▸ **WORK INSTRUCTION**: Every entry is to be restated exactly; pictures are not part of the copy.

▸ **RECORDS FOR THE TASK**:
:::::

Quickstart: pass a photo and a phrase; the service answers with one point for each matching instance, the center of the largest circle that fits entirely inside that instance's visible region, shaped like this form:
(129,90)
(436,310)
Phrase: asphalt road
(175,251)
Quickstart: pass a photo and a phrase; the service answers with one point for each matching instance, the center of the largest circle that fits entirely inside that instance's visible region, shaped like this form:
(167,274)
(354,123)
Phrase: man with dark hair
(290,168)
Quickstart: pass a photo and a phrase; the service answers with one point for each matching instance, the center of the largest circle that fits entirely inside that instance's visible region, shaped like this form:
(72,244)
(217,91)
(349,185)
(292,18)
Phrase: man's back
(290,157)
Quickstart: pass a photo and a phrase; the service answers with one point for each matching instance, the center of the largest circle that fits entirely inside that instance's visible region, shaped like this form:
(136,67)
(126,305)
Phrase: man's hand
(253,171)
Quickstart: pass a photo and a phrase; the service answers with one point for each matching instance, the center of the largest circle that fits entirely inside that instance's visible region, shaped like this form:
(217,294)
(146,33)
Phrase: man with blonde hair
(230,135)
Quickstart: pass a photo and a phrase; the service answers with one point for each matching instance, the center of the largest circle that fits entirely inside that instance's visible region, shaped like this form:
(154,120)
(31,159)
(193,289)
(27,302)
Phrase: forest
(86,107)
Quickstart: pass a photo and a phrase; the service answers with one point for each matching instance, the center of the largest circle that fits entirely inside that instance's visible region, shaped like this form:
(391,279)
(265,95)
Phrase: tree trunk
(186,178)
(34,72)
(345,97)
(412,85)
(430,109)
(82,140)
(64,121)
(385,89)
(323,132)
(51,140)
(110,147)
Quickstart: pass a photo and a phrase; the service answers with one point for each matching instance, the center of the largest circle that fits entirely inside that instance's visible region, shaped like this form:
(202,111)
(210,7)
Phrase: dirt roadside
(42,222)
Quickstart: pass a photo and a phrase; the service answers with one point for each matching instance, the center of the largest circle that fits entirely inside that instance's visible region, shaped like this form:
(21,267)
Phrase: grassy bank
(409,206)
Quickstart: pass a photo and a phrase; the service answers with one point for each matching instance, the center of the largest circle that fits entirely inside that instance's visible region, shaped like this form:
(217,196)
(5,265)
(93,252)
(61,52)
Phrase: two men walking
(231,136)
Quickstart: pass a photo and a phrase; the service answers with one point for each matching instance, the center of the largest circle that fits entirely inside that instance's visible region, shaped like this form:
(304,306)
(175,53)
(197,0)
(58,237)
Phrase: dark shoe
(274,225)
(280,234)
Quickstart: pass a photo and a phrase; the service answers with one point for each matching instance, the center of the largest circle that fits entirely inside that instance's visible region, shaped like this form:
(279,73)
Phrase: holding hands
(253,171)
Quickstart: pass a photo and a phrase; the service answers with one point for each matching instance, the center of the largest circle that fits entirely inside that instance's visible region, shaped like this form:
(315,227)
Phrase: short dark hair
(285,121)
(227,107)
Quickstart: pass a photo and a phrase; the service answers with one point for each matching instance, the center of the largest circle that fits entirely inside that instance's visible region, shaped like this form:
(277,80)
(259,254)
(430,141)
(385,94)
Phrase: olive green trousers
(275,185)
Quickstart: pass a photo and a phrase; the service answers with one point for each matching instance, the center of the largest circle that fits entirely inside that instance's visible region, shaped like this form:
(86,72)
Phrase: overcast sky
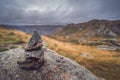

:::::

▸ **EXERCISE SOLUTION**:
Quickstart: pass a photo and a phrase; the service answers with one point for each matching instance, the center of the largest circle that fits entirely inside that instance's visible region, shaped like this form:
(129,90)
(436,310)
Phrase: asphalt road
(175,251)
Quickstart: pass a photo and a phrase; the service answers with one point for each matching instance, the center of the largest circle that fits entirely inside that instance's visible region, shaped like this form:
(167,274)
(354,123)
Phrase: man with dark hair
(290,168)
Quickstart: pass a photo and a phrase; the service answers with one point for each matching instance, the center of the largest circle that fits entirely inside that instance's visible region, shaped like this form:
(72,244)
(217,91)
(349,185)
(292,18)
Phrase: man's back
(290,157)
Quickstart: pass a photo and a phrase; the service answers with one point for each matching instance, the center of the largest circle that fits entirely inside that instance's visible region, shaped like this form:
(136,67)
(126,305)
Phrase: man's hand
(253,171)
Quickstart: pass a photo and a phrase; the service answers with one point for each matching instance, the center of the largest circle that fits entirely inside that instance's visible region, shaped like this form:
(217,294)
(146,33)
Phrase: man with blonde hair
(230,135)
Quickstart: pass a photo and a phrase; the service answers with one point for each matching instance, the center of the largest circle that fits entirely inside that instance's visible region, shaped like this form:
(154,120)
(31,159)
(193,289)
(27,302)
Phrase: forest
(86,107)
Quickstart: pass a photo and a phrase; the service answers with one point for each matching instance, the center of the largest circle that fits entirely inside that instance's visible region, shaped like this form:
(391,279)
(265,95)
Phrase: tree trunk
(186,178)
(34,72)
(345,97)
(412,85)
(430,109)
(82,140)
(64,121)
(385,89)
(323,132)
(51,140)
(110,147)
Quickstart: pass a photo and a phrase; the service answers with one point for each matching instance, the center of the largest circle that fits entirely inside that instance's visible region, shaped like this form:
(202,111)
(210,7)
Phrase: dirt roadside
(42,222)
Quickstart: pass a photo and a phrase; the service answers with one point for each matching instance, the center of the largest circle that fits entirely inside that instance's visible region, shaped like this form:
(21,267)
Phrase: grassy bank
(409,206)
Quickstart: pass a photo and a phrase; the service answers with one point for each matching instance, the center of the largest circle that fits entirely inside that instance's visible region, shaped like this form:
(217,196)
(5,265)
(93,252)
(61,52)
Phrase: two men walking
(231,136)
Quickstart: pass a photo and a phrase; the service answers with one point for each matching instance, the center of the largest circle that fits entirely inside that instance's visible region, shaped like this form:
(304,306)
(175,53)
(197,0)
(58,237)
Phrase: dark shoe
(274,225)
(280,234)
Quickstart: pass a photo and a phrase; the service answers with one point for each matching instance, the center of the largest circle that fits entirely inside that instance's visible region, shaped like this form:
(279,73)
Phrase: holding hands
(253,171)
Quickstart: pass a photo and a phrase; the service answers with one point for each matching instance, the center of the largest circle that fits entirely inside that instance's visible region, shaped like this form:
(315,227)
Phrase: short dark hair
(285,121)
(227,107)
Quickstart: pass a photo and a phrase; the service answers with one point for each matching instance, the center of the largest circle that fits entirely inside that instance's visible region, shaped like this form:
(277,80)
(259,254)
(430,141)
(385,94)
Phrase: olive green trousers
(275,185)
Quickstart: pass a photo and a phrase; the service answers with one point for each matching instance, the center of the largest circle that fits entirely inside that instance's visible region, shaped like this form:
(86,72)
Phrase: overcast sky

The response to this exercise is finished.